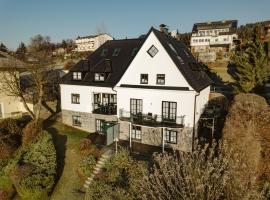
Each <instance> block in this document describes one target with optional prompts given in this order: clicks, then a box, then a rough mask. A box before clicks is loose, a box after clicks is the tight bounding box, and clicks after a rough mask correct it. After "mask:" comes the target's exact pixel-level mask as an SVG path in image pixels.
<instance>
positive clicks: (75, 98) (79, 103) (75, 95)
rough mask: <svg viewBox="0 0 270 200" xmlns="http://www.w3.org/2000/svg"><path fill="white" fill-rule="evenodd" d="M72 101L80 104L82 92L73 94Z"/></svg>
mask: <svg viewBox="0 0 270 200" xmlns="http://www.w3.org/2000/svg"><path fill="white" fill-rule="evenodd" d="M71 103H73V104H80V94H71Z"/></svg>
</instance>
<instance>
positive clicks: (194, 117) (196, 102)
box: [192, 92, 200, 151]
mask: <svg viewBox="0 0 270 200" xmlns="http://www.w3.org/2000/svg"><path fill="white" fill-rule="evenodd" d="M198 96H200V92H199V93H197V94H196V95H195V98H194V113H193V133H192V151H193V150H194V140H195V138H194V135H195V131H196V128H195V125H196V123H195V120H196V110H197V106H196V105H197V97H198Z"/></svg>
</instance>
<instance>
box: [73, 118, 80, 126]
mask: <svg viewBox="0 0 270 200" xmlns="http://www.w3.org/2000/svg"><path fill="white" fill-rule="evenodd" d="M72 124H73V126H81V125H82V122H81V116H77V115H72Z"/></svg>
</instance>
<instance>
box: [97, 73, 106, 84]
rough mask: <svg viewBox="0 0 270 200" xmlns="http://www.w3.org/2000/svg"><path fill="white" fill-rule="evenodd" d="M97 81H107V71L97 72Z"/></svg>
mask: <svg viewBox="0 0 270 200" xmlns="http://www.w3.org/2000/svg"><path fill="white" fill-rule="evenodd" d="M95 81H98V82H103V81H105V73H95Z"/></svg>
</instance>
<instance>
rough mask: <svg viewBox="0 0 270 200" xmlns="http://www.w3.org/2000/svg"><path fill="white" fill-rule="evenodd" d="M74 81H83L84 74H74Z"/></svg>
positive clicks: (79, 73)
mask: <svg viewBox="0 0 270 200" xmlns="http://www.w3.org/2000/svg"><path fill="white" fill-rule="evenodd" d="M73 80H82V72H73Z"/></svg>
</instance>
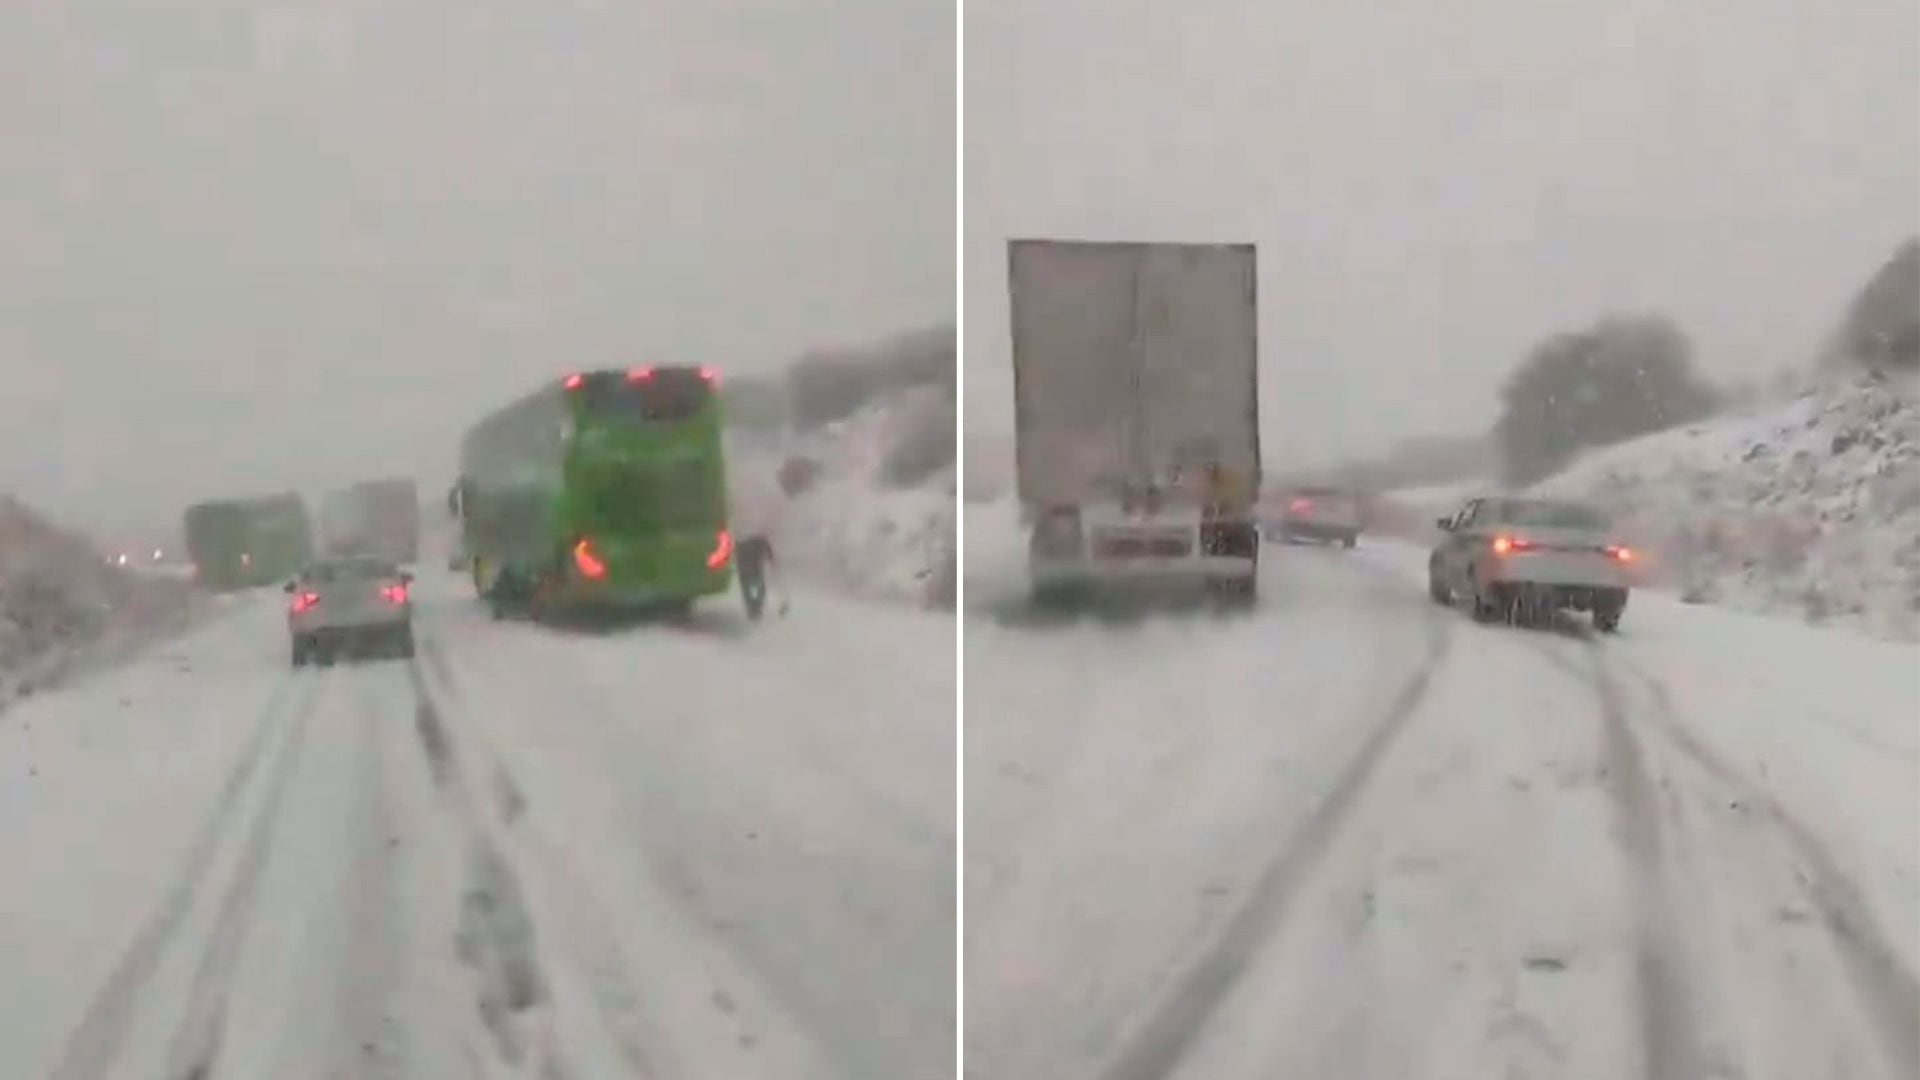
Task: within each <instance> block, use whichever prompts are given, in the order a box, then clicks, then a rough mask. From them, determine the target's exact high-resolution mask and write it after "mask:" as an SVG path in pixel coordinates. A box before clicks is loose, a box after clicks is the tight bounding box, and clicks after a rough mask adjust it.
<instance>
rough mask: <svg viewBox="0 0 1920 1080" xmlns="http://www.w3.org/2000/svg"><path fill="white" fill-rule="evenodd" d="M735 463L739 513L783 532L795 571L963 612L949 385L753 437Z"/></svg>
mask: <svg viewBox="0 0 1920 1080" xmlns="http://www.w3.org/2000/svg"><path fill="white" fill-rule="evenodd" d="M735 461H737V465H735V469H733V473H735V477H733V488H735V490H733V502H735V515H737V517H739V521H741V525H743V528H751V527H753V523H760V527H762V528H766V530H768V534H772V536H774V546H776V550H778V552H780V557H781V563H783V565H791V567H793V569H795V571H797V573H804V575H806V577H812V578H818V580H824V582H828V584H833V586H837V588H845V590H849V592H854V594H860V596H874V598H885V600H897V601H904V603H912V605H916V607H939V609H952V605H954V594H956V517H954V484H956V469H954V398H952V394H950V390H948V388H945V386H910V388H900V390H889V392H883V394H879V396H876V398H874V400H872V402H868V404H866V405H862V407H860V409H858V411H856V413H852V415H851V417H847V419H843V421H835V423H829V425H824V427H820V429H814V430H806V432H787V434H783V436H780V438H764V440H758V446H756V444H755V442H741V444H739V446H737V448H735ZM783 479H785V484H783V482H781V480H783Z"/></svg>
- - - - - - -
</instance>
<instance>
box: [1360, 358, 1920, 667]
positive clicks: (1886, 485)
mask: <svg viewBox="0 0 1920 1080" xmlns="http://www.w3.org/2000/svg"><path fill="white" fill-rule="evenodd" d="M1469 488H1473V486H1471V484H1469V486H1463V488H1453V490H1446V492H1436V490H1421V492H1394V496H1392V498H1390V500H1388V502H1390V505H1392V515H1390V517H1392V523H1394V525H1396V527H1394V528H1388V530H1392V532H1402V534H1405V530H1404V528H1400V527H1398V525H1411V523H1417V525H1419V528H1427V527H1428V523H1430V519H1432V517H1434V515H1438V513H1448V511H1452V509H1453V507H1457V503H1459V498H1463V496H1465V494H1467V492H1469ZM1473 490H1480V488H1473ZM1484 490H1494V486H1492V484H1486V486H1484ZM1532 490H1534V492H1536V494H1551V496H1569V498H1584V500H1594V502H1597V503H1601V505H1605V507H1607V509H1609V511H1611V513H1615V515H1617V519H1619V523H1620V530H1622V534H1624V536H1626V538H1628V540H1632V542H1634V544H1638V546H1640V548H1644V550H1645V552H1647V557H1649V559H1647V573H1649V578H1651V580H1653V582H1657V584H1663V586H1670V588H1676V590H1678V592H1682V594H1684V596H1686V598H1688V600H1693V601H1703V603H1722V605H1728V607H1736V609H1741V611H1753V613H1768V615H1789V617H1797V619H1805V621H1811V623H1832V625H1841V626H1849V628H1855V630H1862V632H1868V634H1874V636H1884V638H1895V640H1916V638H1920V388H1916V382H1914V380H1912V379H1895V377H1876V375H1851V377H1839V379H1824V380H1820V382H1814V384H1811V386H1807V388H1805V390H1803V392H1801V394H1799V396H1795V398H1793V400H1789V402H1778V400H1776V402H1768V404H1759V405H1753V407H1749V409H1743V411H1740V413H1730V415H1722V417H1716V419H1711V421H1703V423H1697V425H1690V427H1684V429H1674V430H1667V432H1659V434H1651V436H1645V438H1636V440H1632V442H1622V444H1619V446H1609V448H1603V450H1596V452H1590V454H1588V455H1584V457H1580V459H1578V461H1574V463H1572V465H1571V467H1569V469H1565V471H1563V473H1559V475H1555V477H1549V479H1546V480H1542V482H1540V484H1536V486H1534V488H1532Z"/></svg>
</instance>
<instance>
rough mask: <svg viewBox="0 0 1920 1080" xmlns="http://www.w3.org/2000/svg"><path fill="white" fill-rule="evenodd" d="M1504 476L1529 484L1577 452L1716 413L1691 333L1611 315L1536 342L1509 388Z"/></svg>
- - - - - - -
### HOW TO COMPLETE THIS TASK
Reproduce the data verbatim, beginning at the line that contains "Each <instance> block in" and stopping after the line that contains "positive clicks: (75, 98) (79, 103) (75, 95)".

### SOLUTION TO THE EXERCISE
Each <instance> block in this document describes one target with optional prompts given in this order: clicks, then a box, then a rough mask. A box before clicks is loose, a box after clicks is the tight bounding box, and clicks after a rough mask correct it. After "mask:" comes the target's exact pixel-level mask as an SVG path in image pixels.
<instance>
positive clicks: (75, 98) (79, 103) (75, 95)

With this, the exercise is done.